**What the task asks**
Count the lines below that contain the string "seat". Give only the number.

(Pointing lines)
-- BEGIN --
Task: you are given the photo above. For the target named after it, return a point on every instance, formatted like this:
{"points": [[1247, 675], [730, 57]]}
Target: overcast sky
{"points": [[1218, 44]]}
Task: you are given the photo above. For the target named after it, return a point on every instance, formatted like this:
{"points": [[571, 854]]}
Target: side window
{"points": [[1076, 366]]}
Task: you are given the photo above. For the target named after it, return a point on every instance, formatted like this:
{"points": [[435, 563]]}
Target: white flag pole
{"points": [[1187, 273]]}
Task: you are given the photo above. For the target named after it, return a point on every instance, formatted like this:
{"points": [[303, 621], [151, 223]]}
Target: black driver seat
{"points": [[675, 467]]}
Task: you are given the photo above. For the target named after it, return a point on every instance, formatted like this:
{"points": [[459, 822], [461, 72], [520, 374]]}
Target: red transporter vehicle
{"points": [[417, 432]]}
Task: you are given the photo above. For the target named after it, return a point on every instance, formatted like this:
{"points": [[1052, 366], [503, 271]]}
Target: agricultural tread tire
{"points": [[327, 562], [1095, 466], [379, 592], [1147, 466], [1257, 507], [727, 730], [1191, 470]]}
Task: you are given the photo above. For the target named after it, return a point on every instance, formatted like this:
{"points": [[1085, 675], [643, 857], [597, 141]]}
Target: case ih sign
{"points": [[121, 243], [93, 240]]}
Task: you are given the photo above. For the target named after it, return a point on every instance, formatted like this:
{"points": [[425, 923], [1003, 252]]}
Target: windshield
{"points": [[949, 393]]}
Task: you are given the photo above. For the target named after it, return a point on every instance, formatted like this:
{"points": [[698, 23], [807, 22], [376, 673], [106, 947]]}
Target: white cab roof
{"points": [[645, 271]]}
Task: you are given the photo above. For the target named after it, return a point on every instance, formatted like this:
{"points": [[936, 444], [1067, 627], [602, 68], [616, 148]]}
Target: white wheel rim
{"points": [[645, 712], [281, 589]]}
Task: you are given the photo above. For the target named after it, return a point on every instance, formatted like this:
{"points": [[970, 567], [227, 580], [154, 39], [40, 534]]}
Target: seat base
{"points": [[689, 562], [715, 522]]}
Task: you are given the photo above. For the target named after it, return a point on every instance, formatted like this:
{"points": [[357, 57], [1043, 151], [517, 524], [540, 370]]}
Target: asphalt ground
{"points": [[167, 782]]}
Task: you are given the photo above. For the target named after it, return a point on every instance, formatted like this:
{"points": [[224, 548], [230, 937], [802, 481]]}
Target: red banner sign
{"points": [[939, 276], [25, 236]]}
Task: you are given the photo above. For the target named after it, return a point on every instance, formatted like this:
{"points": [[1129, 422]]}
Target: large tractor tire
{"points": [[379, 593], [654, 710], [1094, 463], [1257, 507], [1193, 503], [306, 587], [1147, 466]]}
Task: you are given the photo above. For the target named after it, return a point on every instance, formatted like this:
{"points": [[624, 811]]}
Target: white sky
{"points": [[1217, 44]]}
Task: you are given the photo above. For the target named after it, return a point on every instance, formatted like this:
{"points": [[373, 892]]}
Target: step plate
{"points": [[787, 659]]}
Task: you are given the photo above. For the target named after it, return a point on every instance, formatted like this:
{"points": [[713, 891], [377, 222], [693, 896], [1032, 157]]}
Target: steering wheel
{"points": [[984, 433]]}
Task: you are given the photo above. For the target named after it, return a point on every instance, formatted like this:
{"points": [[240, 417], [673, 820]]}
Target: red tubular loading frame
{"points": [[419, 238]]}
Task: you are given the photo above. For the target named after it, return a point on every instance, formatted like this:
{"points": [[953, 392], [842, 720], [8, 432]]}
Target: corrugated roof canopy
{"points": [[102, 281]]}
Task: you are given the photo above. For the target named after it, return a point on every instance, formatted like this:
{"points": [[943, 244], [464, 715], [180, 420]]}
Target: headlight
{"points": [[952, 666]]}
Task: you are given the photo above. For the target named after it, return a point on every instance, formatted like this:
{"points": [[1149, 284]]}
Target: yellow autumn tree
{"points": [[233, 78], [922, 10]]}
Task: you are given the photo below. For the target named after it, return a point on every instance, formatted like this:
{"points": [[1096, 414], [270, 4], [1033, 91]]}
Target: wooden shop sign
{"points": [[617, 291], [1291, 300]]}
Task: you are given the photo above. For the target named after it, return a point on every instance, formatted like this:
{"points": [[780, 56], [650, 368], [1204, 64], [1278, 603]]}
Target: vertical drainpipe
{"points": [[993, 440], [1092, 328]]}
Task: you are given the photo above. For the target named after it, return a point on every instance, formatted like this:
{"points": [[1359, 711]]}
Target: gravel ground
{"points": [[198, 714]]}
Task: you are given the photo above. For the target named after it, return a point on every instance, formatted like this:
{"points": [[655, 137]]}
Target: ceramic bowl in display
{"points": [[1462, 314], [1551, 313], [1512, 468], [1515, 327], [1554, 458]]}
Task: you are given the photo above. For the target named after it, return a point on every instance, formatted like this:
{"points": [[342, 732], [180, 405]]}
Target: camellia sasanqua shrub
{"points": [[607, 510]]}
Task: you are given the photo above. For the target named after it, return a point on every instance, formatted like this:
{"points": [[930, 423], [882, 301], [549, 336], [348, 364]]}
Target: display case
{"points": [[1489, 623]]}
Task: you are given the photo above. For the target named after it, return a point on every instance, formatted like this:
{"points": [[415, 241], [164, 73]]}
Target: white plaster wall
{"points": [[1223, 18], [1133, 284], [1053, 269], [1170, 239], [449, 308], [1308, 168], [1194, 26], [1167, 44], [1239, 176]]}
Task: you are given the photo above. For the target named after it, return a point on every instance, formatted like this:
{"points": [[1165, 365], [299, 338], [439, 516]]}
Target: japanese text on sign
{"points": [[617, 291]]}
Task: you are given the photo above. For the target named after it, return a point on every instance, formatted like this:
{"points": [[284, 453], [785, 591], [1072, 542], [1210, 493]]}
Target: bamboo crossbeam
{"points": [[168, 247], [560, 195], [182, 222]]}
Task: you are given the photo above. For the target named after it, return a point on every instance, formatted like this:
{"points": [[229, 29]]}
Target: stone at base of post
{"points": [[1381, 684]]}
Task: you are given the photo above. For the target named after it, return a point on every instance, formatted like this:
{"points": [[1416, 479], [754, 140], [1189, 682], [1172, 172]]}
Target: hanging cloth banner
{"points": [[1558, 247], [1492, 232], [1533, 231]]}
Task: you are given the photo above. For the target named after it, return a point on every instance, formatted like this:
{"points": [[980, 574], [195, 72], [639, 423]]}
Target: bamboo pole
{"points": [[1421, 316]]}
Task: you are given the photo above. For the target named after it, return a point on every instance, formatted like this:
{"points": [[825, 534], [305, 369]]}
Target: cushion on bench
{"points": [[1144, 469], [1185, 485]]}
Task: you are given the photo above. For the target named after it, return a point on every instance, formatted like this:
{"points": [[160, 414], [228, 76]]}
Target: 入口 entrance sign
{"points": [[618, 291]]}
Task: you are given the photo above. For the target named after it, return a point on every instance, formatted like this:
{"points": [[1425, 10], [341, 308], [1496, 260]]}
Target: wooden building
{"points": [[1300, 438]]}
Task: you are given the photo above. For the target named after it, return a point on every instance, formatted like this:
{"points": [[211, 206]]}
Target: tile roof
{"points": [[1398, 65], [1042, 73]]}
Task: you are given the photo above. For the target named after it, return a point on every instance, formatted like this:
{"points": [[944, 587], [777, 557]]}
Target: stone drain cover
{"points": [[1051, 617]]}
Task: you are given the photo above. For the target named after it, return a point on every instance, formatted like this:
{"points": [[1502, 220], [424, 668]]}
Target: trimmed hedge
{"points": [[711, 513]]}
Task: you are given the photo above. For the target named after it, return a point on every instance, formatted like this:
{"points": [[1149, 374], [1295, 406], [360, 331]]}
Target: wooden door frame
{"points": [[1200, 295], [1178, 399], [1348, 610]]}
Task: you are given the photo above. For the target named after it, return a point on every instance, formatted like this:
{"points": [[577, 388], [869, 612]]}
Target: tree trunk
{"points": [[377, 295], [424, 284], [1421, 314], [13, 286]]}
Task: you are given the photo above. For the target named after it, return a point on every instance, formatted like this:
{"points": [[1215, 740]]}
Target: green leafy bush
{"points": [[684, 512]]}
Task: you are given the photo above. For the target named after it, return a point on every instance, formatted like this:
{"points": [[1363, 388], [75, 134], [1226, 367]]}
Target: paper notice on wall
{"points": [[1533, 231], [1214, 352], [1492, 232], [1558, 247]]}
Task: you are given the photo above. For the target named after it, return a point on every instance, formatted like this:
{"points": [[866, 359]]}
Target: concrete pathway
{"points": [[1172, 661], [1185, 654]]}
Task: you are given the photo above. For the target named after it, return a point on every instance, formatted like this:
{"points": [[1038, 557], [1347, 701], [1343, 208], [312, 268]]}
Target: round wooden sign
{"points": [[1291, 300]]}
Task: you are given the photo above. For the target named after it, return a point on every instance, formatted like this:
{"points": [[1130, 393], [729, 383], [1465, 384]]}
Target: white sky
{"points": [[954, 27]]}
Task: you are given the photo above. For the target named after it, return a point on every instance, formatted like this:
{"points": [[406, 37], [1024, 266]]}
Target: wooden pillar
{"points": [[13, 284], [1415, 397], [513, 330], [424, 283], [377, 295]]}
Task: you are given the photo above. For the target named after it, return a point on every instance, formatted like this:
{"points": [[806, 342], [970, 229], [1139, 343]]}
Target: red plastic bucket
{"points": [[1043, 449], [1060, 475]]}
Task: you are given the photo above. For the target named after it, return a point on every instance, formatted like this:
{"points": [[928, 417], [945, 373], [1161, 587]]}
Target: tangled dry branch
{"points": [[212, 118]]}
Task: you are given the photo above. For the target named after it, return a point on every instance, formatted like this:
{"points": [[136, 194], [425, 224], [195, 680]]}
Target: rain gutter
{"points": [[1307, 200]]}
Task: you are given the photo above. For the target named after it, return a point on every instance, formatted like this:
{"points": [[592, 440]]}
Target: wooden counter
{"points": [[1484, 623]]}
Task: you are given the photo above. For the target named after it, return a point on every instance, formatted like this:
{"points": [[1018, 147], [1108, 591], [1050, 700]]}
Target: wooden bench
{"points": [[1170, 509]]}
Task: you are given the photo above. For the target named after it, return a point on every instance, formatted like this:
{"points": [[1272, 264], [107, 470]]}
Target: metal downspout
-- END --
**Solution for this exercise**
2